---- EXERCISE INPUTS

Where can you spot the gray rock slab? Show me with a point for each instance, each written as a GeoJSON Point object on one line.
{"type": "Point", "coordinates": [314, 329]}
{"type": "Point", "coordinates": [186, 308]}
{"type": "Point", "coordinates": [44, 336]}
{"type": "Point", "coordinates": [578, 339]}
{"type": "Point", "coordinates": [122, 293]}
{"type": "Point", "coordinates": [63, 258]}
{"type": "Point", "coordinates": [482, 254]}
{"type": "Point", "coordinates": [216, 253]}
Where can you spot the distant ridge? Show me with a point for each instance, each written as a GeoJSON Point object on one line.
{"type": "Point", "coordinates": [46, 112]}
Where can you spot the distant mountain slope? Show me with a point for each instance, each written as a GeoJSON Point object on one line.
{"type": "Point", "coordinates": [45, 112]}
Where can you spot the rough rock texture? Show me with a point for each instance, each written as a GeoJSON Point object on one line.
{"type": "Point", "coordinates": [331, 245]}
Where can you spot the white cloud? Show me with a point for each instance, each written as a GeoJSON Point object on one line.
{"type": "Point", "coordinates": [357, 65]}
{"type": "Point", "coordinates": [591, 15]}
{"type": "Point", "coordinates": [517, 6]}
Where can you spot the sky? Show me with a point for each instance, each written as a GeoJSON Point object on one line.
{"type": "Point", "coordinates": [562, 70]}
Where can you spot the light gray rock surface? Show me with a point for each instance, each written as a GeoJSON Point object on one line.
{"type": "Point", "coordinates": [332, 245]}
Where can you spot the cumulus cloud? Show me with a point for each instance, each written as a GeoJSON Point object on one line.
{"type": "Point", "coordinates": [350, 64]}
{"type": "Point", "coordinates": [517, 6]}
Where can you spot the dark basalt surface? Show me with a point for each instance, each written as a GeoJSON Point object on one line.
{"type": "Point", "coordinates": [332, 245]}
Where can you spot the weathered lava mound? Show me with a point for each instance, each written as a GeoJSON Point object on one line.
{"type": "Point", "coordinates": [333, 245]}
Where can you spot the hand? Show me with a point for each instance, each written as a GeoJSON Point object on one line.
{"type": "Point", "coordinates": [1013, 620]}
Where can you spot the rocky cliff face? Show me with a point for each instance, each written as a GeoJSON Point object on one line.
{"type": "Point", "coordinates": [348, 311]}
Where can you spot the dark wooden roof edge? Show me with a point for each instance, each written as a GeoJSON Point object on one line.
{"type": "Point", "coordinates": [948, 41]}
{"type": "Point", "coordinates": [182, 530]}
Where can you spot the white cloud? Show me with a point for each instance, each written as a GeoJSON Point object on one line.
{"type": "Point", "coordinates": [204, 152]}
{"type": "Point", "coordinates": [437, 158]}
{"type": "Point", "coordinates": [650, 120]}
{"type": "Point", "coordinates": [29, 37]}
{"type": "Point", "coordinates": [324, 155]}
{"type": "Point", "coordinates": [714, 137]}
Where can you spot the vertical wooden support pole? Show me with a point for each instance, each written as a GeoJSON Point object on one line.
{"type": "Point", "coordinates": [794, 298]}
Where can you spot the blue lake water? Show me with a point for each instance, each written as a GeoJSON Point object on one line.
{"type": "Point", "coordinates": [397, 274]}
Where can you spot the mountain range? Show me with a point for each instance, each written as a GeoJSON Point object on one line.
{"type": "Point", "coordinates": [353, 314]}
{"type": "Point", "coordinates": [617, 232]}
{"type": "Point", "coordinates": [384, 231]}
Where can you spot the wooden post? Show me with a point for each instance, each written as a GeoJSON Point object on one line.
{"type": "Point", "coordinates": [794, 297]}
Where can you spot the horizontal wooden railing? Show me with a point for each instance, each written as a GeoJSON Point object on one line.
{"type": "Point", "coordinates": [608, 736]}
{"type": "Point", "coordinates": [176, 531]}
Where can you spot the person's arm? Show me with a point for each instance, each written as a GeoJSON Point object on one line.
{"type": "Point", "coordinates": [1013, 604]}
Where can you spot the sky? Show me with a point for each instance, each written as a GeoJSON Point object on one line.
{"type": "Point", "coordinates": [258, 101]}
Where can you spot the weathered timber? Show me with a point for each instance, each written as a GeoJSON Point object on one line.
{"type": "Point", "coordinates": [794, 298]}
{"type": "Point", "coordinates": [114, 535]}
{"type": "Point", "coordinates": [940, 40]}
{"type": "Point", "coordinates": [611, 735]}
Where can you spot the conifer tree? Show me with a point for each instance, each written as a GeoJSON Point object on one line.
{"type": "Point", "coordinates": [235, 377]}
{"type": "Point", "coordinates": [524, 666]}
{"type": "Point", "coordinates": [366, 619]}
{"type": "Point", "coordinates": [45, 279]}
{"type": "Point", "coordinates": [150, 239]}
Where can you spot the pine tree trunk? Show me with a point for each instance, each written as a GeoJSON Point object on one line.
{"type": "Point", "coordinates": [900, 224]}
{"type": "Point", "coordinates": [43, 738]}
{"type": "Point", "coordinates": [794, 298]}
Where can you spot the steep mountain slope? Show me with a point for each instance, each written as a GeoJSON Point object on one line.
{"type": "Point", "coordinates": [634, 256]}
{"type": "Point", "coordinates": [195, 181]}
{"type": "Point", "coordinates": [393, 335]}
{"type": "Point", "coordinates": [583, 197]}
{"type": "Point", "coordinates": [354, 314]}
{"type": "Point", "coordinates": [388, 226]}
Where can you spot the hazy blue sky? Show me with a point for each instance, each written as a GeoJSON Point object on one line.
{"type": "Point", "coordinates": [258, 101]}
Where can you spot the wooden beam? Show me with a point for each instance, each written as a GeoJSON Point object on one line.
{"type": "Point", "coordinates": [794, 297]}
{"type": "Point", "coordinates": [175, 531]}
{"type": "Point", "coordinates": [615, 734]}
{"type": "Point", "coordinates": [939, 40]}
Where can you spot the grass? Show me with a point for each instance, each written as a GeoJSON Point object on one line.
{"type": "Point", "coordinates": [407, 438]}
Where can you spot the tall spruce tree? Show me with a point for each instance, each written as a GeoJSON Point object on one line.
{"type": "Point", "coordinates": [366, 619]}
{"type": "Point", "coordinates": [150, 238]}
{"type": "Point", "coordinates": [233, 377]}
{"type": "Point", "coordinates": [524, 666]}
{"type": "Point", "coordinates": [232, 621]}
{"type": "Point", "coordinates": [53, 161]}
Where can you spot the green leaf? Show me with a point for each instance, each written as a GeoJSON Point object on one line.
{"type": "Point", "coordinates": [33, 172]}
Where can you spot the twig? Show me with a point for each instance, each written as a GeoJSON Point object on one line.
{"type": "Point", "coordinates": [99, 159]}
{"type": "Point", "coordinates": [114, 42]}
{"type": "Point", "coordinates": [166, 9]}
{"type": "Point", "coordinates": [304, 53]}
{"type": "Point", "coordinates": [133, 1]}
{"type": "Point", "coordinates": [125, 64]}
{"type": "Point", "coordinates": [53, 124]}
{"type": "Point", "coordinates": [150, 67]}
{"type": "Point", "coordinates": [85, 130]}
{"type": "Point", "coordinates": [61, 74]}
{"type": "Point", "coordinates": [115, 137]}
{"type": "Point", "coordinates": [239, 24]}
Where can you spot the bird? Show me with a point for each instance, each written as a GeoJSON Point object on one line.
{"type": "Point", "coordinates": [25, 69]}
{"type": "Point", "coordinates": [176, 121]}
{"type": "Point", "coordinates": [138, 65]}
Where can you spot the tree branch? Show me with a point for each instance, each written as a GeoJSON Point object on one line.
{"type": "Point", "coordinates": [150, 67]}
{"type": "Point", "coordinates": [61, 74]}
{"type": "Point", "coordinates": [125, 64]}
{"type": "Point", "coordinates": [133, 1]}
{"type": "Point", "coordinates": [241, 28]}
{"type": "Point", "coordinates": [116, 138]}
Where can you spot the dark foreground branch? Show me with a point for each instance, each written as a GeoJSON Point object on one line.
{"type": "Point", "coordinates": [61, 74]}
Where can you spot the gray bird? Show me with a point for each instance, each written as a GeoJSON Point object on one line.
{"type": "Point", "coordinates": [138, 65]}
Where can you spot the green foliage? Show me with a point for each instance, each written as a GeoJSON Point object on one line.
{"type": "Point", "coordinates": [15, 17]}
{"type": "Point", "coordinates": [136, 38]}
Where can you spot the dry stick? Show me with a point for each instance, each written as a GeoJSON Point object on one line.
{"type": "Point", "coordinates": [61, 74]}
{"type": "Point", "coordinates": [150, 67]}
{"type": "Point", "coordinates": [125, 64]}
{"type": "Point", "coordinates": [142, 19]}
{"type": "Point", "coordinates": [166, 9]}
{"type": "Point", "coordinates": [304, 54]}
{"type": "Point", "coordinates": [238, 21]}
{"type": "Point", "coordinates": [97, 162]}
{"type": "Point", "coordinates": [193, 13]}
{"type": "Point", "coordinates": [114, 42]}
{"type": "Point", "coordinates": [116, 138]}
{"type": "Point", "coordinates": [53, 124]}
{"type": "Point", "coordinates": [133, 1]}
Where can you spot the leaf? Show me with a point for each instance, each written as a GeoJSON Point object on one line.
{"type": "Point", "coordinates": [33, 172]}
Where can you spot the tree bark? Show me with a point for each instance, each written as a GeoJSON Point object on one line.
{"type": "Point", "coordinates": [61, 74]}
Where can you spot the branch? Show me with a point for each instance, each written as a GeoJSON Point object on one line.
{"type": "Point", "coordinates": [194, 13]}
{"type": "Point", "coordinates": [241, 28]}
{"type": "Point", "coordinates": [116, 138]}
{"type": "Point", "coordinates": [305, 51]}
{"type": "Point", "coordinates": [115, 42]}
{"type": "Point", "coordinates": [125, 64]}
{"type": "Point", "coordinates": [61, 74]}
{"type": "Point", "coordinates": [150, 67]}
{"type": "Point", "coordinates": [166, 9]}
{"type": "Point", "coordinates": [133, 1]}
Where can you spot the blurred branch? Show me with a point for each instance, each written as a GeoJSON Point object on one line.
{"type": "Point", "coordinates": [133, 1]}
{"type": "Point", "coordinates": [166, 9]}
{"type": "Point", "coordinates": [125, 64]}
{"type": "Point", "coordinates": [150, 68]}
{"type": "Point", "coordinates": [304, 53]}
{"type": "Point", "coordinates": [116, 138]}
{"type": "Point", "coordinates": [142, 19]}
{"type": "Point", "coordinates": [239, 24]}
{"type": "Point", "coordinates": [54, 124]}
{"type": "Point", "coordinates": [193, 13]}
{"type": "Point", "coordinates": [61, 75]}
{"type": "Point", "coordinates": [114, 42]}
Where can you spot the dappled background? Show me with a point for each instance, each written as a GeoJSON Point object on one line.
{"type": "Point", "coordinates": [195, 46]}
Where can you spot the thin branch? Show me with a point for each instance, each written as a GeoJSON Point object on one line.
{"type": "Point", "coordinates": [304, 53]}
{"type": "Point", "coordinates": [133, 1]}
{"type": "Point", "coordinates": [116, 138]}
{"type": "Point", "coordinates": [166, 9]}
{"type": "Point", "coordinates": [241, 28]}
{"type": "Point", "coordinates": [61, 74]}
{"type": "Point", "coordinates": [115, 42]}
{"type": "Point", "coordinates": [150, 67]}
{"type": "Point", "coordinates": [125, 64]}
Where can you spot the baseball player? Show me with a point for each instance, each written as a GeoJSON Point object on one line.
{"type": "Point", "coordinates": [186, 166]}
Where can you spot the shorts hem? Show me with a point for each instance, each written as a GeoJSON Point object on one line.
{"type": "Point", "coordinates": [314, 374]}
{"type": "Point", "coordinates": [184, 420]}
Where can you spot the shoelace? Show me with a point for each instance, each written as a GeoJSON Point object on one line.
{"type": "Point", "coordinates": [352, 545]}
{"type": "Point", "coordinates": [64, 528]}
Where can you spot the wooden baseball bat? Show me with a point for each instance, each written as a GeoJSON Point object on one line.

--------

THE REQUEST = Give back exactly the lines beginning at the one with "Where can you spot the baseball" and ending at the final line of the material; both boundary lines belong in it.

ANSWER TO THIS EXERCISE =
Where can you spot the baseball player? Show me with a point for each instance, each written as a GeoJSON Point object on one line.
{"type": "Point", "coordinates": [186, 166]}
Where can you spot the shorts hem? Show me with a point for each instance, each written as a GeoJSON Point object on one line.
{"type": "Point", "coordinates": [314, 374]}
{"type": "Point", "coordinates": [184, 420]}
Where can you spot the shoelace? Show me with a point for each instance, each written as a GeoJSON Point object on one line.
{"type": "Point", "coordinates": [352, 545]}
{"type": "Point", "coordinates": [64, 528]}
Where can you spot the wooden baseball bat? Show me with a point for each instance, each written as a GeoJSON Point object on one line.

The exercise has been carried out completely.